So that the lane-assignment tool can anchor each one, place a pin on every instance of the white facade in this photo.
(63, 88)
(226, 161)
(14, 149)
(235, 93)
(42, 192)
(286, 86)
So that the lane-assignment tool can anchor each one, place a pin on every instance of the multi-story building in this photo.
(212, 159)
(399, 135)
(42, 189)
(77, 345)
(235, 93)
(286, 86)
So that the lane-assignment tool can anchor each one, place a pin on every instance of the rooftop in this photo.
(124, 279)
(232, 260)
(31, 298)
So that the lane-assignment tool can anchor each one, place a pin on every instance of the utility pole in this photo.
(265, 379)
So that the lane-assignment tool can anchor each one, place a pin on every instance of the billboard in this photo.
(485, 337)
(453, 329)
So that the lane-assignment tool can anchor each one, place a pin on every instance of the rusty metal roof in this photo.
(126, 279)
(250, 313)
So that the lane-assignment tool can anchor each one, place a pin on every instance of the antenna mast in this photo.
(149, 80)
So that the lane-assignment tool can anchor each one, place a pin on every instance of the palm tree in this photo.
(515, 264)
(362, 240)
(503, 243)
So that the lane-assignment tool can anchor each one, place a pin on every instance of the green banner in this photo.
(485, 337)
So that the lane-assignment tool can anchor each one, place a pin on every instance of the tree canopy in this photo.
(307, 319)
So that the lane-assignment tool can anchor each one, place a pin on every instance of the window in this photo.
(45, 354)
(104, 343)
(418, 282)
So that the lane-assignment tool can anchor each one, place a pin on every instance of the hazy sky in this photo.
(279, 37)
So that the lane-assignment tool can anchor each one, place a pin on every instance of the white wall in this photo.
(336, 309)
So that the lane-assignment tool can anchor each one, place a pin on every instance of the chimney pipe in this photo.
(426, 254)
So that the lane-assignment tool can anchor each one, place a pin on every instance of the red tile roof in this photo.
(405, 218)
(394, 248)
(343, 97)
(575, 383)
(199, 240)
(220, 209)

━━━━━━

§ PROBLEM TO WORK ON
Please reproduce every row above word for word, keeping their original order.

§ OUTPUT OF THE EXERCISE
So that the lane-assignment tool can anchor each one, place a pin on every instance of the white facade in this photo.
(63, 88)
(226, 161)
(14, 149)
(235, 93)
(42, 192)
(286, 86)
So that the lane-assignment tool can anchor each one, place a pin on every instance of the multi-story building in this photo.
(212, 159)
(399, 135)
(42, 189)
(77, 345)
(235, 93)
(286, 86)
So that the lane-assignment tool can anchor each one, place a pin on every instance of the rooftop in this photo.
(124, 279)
(232, 260)
(31, 298)
So that the lane-assignment tool can anchor each one, place a pin on every instance of the utility pole in this photo.
(265, 379)
So that the lane-assignment tool can anchor each one, place a pin on every instance of the billboard in this photo.
(485, 337)
(453, 329)
So that the lane-assignment tool can anchor each one, place a pin on every instance of the rusty metal roof in this photo.
(126, 279)
(250, 313)
So that the lane-assignment tool can anchor each one, place a pin on every instance of the antenna mast in this photo.
(149, 80)
So that the lane-assignment tool can anchor each one, place a pin on every instance of the palm tree in this photo.
(515, 264)
(362, 240)
(503, 243)
So that the lane-assignment tool can anchor each one, place a pin on every instance of the green banner in this photo.
(485, 337)
So that the lane-assignment tool can anchor each one, place a pin on every instance of the tree canopy in this photo.
(307, 319)
So that the lane-assignment tool can anchor each one, place a pin on every instance of the window in this photo.
(45, 354)
(104, 343)
(418, 282)
So that the lane-assignment tool can anchor each one, place a pin on every instance of the hazy sky in this photo.
(279, 37)
So that the lane-assignment tool can anchor each one, place a pin on every instance of the white wall in this photo.
(336, 309)
So that the lane-assignment tool can anchor each one, place a pin on every instance of the chimney pipe in this photo.
(426, 254)
So that the lane-assignment tool can anchor each one, place a pin on every instance of the red tile roof in this photo.
(405, 218)
(394, 248)
(343, 97)
(575, 383)
(199, 240)
(220, 209)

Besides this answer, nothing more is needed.